--- begin Selected text ---

Overlay a decile plot on a fit plot

This section shows how to overlay a decile plot on the fit plot. The fit plot shows the observed values of the response (Y) for each value of the explanatory variable (X). You can create a decile fit plot as follows:

  1. Bin the X values into 10 bins by using the deciles of the X variable as cut points. In SAS, you can use PROC RANK for this step.
  2. For each bin, compute the mean Y value and a confidence interval for the mean. At the same time, compute the mean of each bin, which will be the horizontal plotting position for the bin. In SAS, you can use PROC MEANS for this step.
  3. Overlay the fit plot with the 10 confidence intervals and mean values for Y. You can use PROC SGPLOT for this step.

--- end Selected text ---

→ Required actions
#1 In the decile plot text, which SAS procedure is suggested for binning the X values?
#2 Copy the passage of the decile plot text that starts at "2. For each" and ends at "SGPLOT for this step.".

--- begin Provided records ---

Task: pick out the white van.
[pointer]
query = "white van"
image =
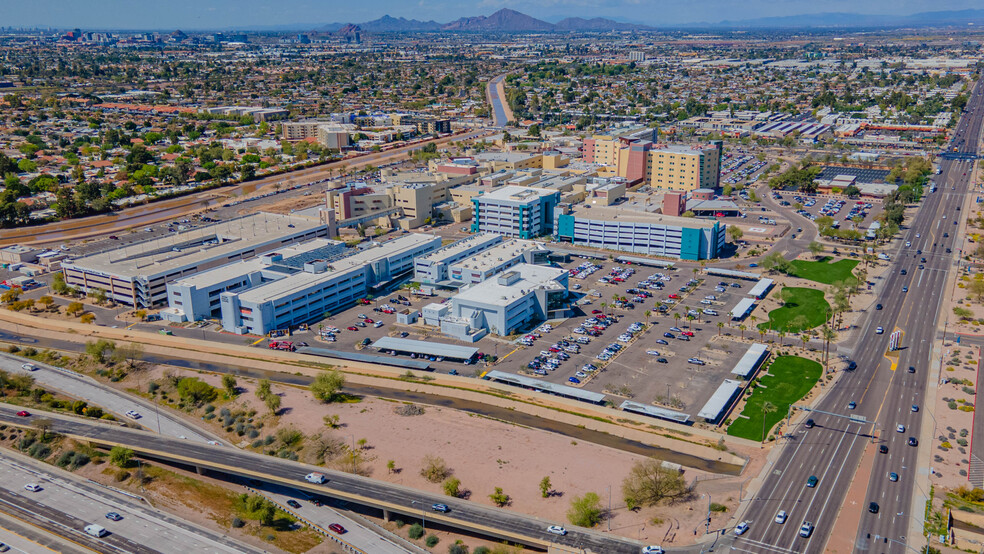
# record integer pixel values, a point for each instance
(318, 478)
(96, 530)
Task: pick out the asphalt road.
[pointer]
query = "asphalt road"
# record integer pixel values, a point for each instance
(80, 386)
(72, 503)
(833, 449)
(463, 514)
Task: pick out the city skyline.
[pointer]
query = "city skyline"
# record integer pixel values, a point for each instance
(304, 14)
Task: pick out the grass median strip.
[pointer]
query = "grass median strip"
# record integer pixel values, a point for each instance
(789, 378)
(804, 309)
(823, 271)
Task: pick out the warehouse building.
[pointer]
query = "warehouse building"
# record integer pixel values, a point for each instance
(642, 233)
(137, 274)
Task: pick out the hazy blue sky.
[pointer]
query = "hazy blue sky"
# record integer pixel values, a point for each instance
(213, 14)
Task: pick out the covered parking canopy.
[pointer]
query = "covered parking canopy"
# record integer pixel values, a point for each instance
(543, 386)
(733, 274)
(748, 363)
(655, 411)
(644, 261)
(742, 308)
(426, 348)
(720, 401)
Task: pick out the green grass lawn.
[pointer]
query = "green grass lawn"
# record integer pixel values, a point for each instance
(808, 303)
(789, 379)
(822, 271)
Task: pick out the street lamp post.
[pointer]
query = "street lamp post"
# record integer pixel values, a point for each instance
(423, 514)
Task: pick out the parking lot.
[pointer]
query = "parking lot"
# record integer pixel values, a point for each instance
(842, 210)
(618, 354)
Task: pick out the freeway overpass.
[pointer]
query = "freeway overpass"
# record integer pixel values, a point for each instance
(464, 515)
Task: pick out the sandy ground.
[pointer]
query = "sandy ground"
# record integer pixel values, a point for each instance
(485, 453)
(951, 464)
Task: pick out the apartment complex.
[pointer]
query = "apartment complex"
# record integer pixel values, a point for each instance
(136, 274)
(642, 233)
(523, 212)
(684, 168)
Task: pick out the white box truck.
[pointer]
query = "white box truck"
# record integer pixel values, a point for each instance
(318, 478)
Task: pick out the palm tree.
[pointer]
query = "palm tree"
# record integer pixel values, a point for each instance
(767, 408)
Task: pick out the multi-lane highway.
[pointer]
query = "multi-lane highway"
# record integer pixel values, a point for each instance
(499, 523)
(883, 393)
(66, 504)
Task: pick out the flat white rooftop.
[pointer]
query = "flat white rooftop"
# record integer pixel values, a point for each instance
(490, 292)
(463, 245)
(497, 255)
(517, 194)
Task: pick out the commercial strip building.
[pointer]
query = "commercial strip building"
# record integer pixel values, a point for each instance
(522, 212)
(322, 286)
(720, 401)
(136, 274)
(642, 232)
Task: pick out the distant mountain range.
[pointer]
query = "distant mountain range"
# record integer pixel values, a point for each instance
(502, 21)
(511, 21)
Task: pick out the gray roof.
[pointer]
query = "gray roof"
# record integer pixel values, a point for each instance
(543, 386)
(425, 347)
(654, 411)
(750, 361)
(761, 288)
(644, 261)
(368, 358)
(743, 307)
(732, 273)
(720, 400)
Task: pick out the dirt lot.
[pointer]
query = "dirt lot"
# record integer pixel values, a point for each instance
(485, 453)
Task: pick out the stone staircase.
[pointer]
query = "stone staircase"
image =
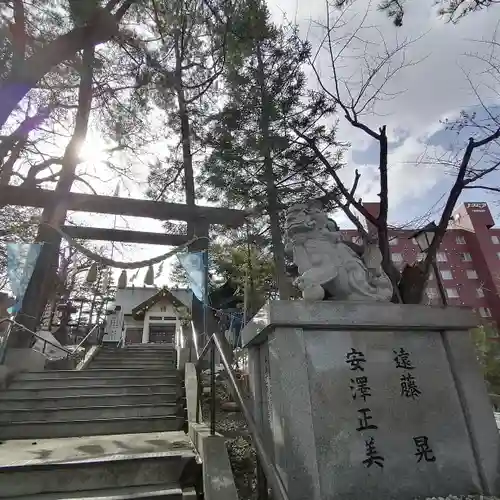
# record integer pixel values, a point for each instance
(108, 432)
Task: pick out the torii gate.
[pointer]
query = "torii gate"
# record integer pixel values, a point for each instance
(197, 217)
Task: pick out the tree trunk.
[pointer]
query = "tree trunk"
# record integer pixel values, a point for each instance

--- end Provided records ---

→ In response
#1 PROC RANK

#2
2. For each bin, compute the mean Y value and a confidence interval for the mean. At the same time, compute the mean of each bin, which will be the horizontal plotting position for the bin. In SAS, you can use PROC MEANS for this step.
  3. Overlay the fit plot with the 10 confidence intervals and mean values for Y. You can use PROC SGPLOT for this step.